Extract:
━━━━━━

The Havasupai people (Havasupai: Havsuw' Baaja) are a Native American people and tribe who have lived in the Grand Canyon for at least the past 800 years. Their name means "people of the blue-green water", referring to Havasu Creek, a tributary of the Colorado.

Located primarily in an area known as Havasu Canyon, this Yuman-speaking population once laid claim to an area the size of Delaware (2500 mi2). In 1882, however, the United States federal government forced the tribe to abandon all but 518 acres of its land. A silver rush and the Atchison, Topeka and Santa Fe Railway in effect destroyed the fertile land. Furthermore, the inception of the Grand Canyon as a national park in 1919 pushed the Havasupai to the brink, as their land was consistently being used by the National Park Service. Throughout the 20th century, the tribe used the US judicial system to fight for the restoration of the land. In 1975, the tribe succeeded in regaining approximately 185000 acres of their ancestral land with the passage of the Grand Canyon National Park Enlargement Act.

As a means of survival, the tribe has turned to tourism, attracting thousands of people annually to its streams and waterfalls at the Havasupai Indian Reservation.

━━━━━━

Entries supplied:
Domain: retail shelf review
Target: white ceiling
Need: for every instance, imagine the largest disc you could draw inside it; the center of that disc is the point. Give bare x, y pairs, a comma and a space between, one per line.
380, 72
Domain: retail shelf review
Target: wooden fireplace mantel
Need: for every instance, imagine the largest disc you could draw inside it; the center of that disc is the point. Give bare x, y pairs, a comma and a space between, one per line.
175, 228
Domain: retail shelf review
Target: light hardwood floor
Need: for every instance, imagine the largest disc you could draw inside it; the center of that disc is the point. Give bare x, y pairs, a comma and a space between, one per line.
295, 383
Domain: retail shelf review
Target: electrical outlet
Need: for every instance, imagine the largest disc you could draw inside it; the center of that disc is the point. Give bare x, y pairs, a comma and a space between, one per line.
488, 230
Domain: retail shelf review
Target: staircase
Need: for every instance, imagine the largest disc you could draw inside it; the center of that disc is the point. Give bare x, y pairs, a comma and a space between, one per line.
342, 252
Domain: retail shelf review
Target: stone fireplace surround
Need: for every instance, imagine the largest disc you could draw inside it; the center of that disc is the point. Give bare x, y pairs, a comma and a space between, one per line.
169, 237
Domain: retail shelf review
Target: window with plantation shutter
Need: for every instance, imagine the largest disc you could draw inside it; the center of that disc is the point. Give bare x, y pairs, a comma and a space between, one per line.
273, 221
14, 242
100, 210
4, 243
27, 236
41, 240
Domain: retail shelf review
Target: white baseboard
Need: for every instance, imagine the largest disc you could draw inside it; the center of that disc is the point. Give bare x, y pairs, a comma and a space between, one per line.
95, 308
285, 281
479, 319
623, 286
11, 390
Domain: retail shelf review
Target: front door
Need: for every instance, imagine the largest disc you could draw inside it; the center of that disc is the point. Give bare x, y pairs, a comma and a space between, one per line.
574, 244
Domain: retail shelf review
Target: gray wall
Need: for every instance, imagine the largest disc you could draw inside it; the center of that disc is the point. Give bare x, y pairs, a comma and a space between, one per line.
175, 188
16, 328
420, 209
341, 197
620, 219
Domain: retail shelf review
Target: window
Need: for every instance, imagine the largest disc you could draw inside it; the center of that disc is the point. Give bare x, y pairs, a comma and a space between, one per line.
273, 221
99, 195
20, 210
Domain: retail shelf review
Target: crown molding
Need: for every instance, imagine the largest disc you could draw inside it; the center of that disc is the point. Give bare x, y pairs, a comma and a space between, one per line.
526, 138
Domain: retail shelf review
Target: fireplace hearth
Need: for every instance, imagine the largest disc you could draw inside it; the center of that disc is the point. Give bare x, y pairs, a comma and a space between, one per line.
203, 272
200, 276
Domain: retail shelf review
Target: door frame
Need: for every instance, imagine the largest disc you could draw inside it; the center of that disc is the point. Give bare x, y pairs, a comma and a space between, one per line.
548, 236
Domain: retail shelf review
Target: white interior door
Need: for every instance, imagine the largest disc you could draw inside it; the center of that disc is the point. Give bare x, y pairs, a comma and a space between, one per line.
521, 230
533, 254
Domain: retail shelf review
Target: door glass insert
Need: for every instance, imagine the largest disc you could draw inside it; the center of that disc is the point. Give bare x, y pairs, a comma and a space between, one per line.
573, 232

━━━━━━

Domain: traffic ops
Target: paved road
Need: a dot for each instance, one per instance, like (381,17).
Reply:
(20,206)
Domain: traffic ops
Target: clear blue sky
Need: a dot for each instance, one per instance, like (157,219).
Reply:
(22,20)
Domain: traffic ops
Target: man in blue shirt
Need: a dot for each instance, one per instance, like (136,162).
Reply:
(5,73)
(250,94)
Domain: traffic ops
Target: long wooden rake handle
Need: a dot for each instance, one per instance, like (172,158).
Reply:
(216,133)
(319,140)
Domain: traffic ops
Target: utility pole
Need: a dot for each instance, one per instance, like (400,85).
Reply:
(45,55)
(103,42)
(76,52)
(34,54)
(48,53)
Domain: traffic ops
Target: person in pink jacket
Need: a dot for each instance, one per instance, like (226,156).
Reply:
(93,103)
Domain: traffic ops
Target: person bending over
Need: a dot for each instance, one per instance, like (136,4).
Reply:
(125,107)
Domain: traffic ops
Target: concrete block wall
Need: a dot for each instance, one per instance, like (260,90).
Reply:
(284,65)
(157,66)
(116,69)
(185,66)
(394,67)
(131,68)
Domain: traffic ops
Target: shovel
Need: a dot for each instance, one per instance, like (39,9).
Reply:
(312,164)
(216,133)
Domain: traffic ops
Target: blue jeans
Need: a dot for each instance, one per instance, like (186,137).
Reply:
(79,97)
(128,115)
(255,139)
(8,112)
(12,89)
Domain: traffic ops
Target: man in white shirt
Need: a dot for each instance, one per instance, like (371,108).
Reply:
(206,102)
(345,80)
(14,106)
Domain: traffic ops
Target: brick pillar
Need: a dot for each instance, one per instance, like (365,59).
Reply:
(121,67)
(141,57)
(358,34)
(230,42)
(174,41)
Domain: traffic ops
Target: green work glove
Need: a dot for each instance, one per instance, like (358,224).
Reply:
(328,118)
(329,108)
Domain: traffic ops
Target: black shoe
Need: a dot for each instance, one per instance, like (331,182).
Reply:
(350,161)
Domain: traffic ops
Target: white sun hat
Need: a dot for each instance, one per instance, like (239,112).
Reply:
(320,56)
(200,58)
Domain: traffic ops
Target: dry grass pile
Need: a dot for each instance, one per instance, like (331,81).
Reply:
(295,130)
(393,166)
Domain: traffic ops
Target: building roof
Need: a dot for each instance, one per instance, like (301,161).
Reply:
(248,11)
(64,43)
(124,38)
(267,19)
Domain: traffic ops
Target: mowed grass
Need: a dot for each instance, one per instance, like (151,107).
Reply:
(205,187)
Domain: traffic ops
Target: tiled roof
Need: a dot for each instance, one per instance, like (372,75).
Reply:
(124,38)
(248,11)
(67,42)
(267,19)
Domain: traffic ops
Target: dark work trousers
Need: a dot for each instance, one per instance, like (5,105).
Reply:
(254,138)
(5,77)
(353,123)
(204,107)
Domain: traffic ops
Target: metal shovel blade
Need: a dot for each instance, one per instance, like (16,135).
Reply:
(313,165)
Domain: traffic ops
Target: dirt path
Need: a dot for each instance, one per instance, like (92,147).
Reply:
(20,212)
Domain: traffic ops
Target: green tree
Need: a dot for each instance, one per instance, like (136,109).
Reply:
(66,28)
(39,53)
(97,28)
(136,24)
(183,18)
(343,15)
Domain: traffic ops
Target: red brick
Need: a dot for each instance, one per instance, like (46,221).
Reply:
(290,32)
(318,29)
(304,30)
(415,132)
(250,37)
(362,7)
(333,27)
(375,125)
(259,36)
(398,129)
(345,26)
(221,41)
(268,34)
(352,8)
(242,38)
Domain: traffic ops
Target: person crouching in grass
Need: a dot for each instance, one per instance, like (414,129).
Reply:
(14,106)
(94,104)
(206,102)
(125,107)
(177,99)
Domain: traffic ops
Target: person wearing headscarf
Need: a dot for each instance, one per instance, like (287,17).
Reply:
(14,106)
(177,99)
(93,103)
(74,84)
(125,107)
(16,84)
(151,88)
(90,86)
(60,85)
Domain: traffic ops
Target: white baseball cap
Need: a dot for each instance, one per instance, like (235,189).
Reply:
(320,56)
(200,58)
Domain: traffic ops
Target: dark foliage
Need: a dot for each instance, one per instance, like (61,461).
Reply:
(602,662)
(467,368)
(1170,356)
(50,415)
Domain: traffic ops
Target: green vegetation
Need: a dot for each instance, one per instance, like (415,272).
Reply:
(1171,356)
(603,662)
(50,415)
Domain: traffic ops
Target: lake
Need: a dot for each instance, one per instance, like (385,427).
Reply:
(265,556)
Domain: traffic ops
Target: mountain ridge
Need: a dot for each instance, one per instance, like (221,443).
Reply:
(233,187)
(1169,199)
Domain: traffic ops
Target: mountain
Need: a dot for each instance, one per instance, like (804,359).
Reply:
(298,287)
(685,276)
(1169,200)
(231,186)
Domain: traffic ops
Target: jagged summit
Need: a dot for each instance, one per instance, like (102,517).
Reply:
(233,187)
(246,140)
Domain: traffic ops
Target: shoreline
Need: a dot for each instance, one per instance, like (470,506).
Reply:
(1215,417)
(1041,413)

━━━━━━

Work request:
Continue the passage on the Havasupai people from its final sentence. The rows stand apart from the passage on the Havasupai and are not connected to it.

Expected answer:
== History ==

=== Relation with Hualapai ===
Ethnically, the Havasupai and the Hualapai are one people, although today, they are politically separate groups due to U.S. government policy. The Hualapai (Pa'a or Pai) had three subtribes: the Plateau People, the Middle Mountain People, and Yavapai Fighter. The subtribes were divided into seven bands, which themselves were broken up into thirteen regional bands or local groups. The local groups were composed of several extended family groups living in small villages: The Havasupai were just the Havasooa Pa'a regional band (or local group) of the Nyav-kapai ("Eastern People") of the Plateau People subtribe.

=== Pre-1882 ===

Havasupai woman.

Havasupai man.

The tribe had traditionally relied heavily on agriculture, hunting, and gathering as their means of survival. Although living primarily above and inside the Grand Canyon, which consists mostly of harsh terrain, the tribe's reservation was also home to some lush vegetation and the aquamarine blue water of Havasu Creek. Their name, meaning "the People of the Blue-Green Waters," reflects this.

The Havasupai are said to have existed within and around the Grand Canyon for over eight centuries. Little is known about the tribe before their first recorded European encounter in 1776 with Spanish priest Francisco Garcés. Garcés reported seeing roughly 320 individuals in his time with the Havasupai, a number that would diminish over the centuries as westward expansion and natural catastrophes significantly decreased the population size.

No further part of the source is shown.